◆ **PAGE TEXT**:
When I put in "too much" pressure, it doesn't "bounce off everything". It might if I go way way high, but it doesn't instantly get that way being a little high. On the other hand, being a little low, if you like to ride with the pressure more towards maximum pressure, can put you at risk for cracking/breaking a rim, so you choose your priorities.


----------



## mikesee (Aug 25, 2003)

Jayem said:


> When I put in "too much" pressure, it doesn't "bounce off everything". It might if I go way way high, but it doesn't instantly get that way being a little high. On the other hand, being a little low, if you like to ride with the pressure more towards maximum pressure, can put you at risk for cracking/breaking a rim, so you choose your priorities.



With every passing year you get better at reading the room.

Chapeau.


----------



## WillDB (Jul 15, 2020)

Pick up an Accu-Gage and bring a pump.

Find a trail and experiment. Repeat until your hearts content.


----------



## Sanchofula (Dec 30, 2007)

If you have a buddy who honestly knows about mountain biking, ie builds their own bikes, riding for years, etc… see if they’ll help you with setup, bonus if they’re your size 👍


----------



## ocnLogan (Aug 15, 2018)

Great post. 

The first step IMO is really just checking your tire pressure before you ride and knowing what it is set at, even if the pressures are somewhat arbitrary at first. Once you do that, you’ll likely naturally find pressures that work for you.

◆ **ITEMS**:
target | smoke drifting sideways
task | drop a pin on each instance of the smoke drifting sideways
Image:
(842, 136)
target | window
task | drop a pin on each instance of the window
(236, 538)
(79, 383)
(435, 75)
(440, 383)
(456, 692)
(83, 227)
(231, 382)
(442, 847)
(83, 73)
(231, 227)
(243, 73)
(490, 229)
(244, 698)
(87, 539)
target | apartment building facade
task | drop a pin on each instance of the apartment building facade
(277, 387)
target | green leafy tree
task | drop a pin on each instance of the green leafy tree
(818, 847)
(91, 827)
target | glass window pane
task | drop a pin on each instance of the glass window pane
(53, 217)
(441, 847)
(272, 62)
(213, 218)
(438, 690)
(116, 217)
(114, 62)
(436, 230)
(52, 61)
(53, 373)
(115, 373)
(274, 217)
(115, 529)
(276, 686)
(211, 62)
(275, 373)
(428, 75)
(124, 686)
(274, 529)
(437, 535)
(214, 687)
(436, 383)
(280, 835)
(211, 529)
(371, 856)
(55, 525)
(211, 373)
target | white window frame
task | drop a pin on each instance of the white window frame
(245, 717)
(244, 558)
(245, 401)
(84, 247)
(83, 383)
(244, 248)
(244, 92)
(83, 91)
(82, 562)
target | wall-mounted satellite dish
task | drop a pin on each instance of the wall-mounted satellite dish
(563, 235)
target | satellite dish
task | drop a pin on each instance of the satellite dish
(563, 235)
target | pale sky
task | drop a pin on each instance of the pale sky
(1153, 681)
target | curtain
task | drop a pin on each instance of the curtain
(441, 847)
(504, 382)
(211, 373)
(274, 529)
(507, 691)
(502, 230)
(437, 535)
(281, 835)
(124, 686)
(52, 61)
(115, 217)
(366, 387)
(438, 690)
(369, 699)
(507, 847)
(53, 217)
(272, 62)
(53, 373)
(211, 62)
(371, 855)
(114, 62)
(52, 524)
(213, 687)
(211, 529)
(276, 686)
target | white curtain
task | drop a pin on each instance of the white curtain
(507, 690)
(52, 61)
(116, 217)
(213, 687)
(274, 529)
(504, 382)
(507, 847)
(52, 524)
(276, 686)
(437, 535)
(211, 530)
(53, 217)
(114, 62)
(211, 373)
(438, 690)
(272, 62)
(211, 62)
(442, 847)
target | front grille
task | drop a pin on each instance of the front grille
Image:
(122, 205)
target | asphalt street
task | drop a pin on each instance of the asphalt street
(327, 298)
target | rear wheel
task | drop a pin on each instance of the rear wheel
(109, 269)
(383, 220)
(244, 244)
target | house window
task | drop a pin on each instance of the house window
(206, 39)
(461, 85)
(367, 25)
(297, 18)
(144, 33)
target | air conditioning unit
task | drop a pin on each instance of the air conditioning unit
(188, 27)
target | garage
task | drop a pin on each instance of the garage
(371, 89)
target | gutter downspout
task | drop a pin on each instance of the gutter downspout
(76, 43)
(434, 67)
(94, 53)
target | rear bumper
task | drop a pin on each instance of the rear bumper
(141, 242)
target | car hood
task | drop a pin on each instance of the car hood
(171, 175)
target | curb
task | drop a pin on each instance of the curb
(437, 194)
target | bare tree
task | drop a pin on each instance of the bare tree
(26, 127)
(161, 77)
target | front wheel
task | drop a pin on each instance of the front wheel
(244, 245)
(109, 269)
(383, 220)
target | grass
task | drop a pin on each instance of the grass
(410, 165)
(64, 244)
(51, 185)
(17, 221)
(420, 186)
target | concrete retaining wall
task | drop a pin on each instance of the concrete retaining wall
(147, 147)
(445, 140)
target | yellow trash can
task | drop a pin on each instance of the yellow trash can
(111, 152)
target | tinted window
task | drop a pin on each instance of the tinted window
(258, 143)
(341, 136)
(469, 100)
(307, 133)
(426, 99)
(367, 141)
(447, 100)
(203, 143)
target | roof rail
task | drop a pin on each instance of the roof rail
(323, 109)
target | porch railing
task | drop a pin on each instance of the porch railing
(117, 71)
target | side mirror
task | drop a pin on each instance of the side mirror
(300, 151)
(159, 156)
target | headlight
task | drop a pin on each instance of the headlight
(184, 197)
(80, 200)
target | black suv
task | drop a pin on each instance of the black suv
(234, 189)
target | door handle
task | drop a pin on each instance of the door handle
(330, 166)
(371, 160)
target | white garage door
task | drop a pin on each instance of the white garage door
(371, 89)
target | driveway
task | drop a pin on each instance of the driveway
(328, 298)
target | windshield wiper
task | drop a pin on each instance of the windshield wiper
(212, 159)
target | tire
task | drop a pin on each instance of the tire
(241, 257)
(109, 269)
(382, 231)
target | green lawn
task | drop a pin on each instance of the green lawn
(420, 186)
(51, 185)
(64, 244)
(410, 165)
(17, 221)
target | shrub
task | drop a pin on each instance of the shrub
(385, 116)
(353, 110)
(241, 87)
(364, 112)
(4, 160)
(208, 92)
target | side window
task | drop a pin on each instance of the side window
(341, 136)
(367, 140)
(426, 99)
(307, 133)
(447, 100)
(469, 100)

◆ **TASK INSTRUCTIONS**:
**A.** In the tire pressure thread, what does ocnLogan say is the first step?
**B.** Write what comes next in the tire pressure thread.
The data here come from a separate source.

◆ **ANSWERS GIVEN**:
**A.** Checking your tire pressure before you ride and knowing what it is set at.

**B.**
All of the new riders I know who have had flat tires/rim damage, it was because they hadn’t checked their tire pressure in months/ever. And just had assumed it would be constant. 

Where I live (PNW), especially in the wet, I feel too high of tire pressure as “feeling like a ping pong ball (or pinball)” bouncing and sliding off of every root and rock I see. Too low of pressure and it will feel mushy, or you’ll just feel rim strikes.


----------



## NoletaRider (5 mo ago)

Ergos ... So true.
When I bought my first full suspension mountain/trail bike (2000 Cannondale V-800), the bike shop tech spent close to a couple hours with me sizing and adjusting to set the bike just right for me. He swapped out handle bars and a few other components to make sure the bike fit my body proportions. That was the best bike purchase experience I ever had. Hoping my next purchase will be as good.


----------



## Sparticus (Dec 28, 1999)

NoletaRider said:


> Ergos ... So true.
> When I bought my first full suspension mountain/trail bike (2000 Cannondale V-800), the bike shop tech spent close to a couple hours with me sizing and adjusting to set the bike just right for me. He swapped out handle bars and a few other components to make sure the bike fit my body proportions. That was the best bike purchase experience I ever had. Hoping my next purchase will be as good.


That is sooo awesome. And so rare.
In fact, awesome because it is rare.
=sParty


----------



## GoldenKnightMTB (11 mo ago)

How are you guys prepared for a flat with tubeless tires? Desert, rocks, gravel, all sharp riding. Currently, I don't have a plan to deal with a flat besides to walk 5-10 miles back. 

Can someone show their dropper lever position, brake lever position, and grips if they are not round. My setup is off and it may be the dropper, brakes, grips, and bars positioned slightly incorrect. My right hand feels fine, but my left goes numb. I notice it most when I ride downhill. I will also more closely monitor my tire pressure to see if that helps.


----------



## Cleared2land (Aug 31, 2012)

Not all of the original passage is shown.